• [The problem]:
From start to end of the material below, restate each line exactly.

──────────

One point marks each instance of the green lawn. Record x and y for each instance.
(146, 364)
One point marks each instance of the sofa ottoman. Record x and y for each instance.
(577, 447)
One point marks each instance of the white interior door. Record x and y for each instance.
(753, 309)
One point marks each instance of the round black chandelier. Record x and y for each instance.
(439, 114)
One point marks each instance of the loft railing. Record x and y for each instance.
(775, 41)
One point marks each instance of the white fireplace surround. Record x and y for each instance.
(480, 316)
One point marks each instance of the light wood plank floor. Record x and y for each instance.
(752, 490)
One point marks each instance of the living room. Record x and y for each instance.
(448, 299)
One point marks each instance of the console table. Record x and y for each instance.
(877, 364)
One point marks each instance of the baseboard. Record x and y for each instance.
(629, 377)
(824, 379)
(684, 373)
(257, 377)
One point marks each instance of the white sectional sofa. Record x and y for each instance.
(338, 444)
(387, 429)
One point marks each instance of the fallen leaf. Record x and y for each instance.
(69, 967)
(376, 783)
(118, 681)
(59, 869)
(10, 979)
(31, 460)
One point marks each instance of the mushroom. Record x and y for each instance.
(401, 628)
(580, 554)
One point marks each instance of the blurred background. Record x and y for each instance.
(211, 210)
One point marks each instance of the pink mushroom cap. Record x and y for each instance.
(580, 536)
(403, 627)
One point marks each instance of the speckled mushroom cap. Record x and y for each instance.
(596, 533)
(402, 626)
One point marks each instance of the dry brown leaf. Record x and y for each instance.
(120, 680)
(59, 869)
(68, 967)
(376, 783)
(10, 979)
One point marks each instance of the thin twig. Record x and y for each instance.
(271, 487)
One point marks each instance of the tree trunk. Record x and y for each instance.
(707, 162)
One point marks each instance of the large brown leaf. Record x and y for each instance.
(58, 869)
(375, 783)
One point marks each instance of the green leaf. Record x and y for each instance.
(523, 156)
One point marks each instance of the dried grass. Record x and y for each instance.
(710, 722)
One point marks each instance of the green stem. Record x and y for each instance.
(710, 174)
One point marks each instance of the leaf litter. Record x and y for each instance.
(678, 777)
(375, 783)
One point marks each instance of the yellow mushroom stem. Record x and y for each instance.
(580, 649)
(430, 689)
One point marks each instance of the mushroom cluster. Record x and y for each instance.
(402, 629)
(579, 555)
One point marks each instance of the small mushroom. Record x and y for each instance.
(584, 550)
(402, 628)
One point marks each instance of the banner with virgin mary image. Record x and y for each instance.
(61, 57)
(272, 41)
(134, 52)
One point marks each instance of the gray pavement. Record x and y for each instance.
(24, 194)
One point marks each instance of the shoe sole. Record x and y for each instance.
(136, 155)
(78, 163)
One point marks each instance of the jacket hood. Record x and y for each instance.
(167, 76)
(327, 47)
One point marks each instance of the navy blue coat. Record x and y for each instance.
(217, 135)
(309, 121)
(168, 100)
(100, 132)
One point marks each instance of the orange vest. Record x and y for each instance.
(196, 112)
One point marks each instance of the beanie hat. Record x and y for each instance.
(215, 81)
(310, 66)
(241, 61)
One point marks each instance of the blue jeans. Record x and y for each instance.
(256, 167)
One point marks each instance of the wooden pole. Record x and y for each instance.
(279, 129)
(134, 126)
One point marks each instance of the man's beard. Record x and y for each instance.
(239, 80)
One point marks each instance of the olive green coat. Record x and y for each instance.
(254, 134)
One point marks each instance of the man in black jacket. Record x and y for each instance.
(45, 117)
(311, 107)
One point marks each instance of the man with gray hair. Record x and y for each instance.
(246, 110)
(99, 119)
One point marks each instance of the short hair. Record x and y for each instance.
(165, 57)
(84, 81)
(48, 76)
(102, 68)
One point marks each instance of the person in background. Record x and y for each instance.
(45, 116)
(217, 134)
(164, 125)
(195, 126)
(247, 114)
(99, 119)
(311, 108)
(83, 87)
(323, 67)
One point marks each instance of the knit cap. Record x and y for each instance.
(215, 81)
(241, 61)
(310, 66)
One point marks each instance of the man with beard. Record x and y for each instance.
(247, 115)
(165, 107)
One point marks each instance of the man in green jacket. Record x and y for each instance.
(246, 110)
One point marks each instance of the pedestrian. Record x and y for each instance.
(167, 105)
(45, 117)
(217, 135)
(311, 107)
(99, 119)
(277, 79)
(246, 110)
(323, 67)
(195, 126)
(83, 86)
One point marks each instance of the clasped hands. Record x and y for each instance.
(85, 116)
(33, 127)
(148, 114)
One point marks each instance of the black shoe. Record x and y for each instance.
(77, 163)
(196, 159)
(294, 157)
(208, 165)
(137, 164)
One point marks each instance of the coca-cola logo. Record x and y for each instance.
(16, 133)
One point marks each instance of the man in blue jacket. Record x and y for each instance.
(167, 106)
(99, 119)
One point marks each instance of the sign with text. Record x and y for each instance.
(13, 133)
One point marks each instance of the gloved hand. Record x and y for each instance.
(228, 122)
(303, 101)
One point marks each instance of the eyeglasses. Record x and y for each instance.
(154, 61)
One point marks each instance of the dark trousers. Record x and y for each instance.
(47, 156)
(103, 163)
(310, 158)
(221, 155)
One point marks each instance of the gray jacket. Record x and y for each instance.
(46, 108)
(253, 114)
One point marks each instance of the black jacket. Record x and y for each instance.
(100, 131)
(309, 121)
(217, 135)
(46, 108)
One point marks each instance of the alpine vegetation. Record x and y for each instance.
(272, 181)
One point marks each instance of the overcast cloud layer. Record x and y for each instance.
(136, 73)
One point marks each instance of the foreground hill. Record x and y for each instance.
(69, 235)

──────────

• [Worked solution]:
One point marks each instance of the green lawn. Record x and y for each instance.
(146, 364)
One point marks each instance of the sofa ottoman. Record x and y for each instance.
(577, 447)
One point marks each instance of the white interior door. Record x and y for each instance.
(753, 309)
One point marks each instance of the round black chandelier. Record x and y for each instance.
(439, 114)
One point marks each instance of the loft railing. Record x and y for each instance.
(775, 41)
One point marks each instance of the white fireplace surround. Record x and y for each instance.
(480, 316)
One point marks each instance of the light wood plank floor. Record x and y for each instance.
(752, 490)
One point marks each instance of the living room. Record x and y for each instance.
(448, 299)
One point marks each instance of the console table. Record x and y for each instance.
(877, 364)
One point marks each instance of the baseboard. Record x and y for each instance.
(629, 377)
(824, 379)
(684, 373)
(257, 377)
One point marks each instance of the white sectional sofa. Record x and y for each instance.
(338, 444)
(387, 429)
One point marks each instance of the fallen leaf. Record x and y for each instance.
(69, 967)
(376, 783)
(118, 681)
(59, 869)
(10, 979)
(31, 460)
One point marks each instance of the mushroom. Record x and y for each instance.
(401, 628)
(580, 554)
One point marks each instance of the blurred background. Record x and y for each instance.
(211, 210)
One point marks each instance of the pink mushroom cap. Record x and y for each instance.
(580, 536)
(403, 627)
One point marks each instance of the speckled mushroom cap. Record x and y for each instance.
(596, 533)
(402, 626)
One point marks each instance of the dry brown leaf. Record x and y for each instance.
(120, 680)
(59, 869)
(68, 967)
(376, 783)
(10, 979)
One point marks each instance of the thin twig. Record x and y for each instance.
(271, 487)
One point marks each instance of the tree trunk. Record x and y for each instance.
(707, 162)
One point marks each instance of the large brown leaf. Record x and y for each instance.
(58, 869)
(375, 783)
One point marks each instance of the green leaf. Record x and y for each instance.
(523, 156)
One point marks each instance of the dried grass. Record x and y for each instance.
(710, 722)
One point marks each instance of the green stem. Record x and y for each instance.
(710, 174)
One point marks each instance of the leaf litter. Record x and y for each instance.
(678, 777)
(375, 783)
One point marks each instance of the yellow mushroom stem. Record x and y for each instance.
(580, 649)
(430, 689)
One point marks each instance of the mushroom cluster. Record x and y for each instance.
(402, 629)
(579, 555)
One point marks each instance of the small mushroom. Record x and y for each instance.
(584, 550)
(402, 628)
One point marks each instance of the banner with virgin mary image. Record x and y for each instance.
(61, 57)
(272, 41)
(134, 52)
One point marks each instance of the gray pavement. Record x and y for each instance.
(24, 194)
One point marks each instance of the shoe sole. Record x and y for each instance.
(136, 155)
(78, 163)
One point marks each instance of the jacket hood. Record x and y for each instance.
(167, 76)
(327, 47)
One point marks each instance of the navy blue coat. Record x and y for each instance.
(217, 135)
(309, 121)
(168, 100)
(100, 132)
One point marks each instance of the orange vest. Record x and y for each instance.
(196, 112)
One point marks each instance of the beanie hat. Record x and y for each instance.
(215, 81)
(310, 66)
(241, 61)
One point marks each instance of the blue jeans. Record x and y for each instance.
(256, 167)
One point marks each instance of the wooden pole. Record x and y for each instance.
(279, 129)
(134, 126)
One point marks each instance of the man's beard. Record x and y for each instance.
(239, 80)
One point marks each instance of the olive green coat. Record x and y for each instance.
(254, 134)
One point marks each instance of the man in black jacket. Record x and y for each instance.
(45, 117)
(311, 107)
One point marks each instance of the man with gray hair. Record x and y for each instance.
(246, 110)
(99, 119)
One point marks each instance of the short hair. Record x and y for each instance.
(165, 57)
(84, 81)
(48, 76)
(102, 68)
One point marks each instance of the person in background. Record x and y for each instance.
(45, 116)
(217, 134)
(164, 125)
(195, 126)
(247, 114)
(99, 119)
(311, 108)
(83, 87)
(323, 67)
One point marks each instance of the knit cap. Record x and y for each instance.
(215, 81)
(241, 61)
(310, 66)
One point marks each instance of the man with beard. Record x and y for each instance.
(247, 115)
(165, 107)
One point marks each instance of the man in green jacket. Record x and y for each instance.
(246, 110)
One point marks each instance of the pedestrian. Record x and y for each instance.
(167, 105)
(45, 117)
(217, 135)
(311, 107)
(99, 119)
(277, 79)
(246, 110)
(323, 67)
(195, 126)
(83, 86)
One point marks each instance of the clasped hands. Record x and y for each instance.
(85, 116)
(33, 127)
(148, 114)
One point marks each instance of the black shoe. Record x and y for each instance.
(77, 163)
(196, 159)
(294, 157)
(208, 165)
(137, 164)
One point marks each instance of the coca-cola logo. Record x and y for each instance.
(16, 133)
One point marks each instance of the man in blue jacket. Record x and y for each instance.
(167, 106)
(99, 119)
One point marks each instance of the sign with text. Record x and y for each instance.
(13, 133)
One point marks each instance of the gloved hand. Record x and y for each instance.
(228, 122)
(303, 101)
One point marks each instance of the eyeglasses. Record x and y for each instance.
(154, 61)
One point marks each instance of the dark trousers. Record x and y for each instance.
(47, 156)
(103, 163)
(310, 158)
(221, 155)
One point marks each instance of the gray jacket. Record x and y for each instance.
(46, 108)
(253, 114)
One point marks each instance of the black jacket. Record x and y for each instance.
(100, 131)
(309, 121)
(217, 135)
(46, 108)
One point marks each instance of the alpine vegetation. Record x and y for each instance.
(272, 181)
One point marks each instance of the overcast cloud layer. Record x and y for each instance.
(136, 73)
One point marks each instance of the foreground hill. Record x and y for each instance.
(69, 235)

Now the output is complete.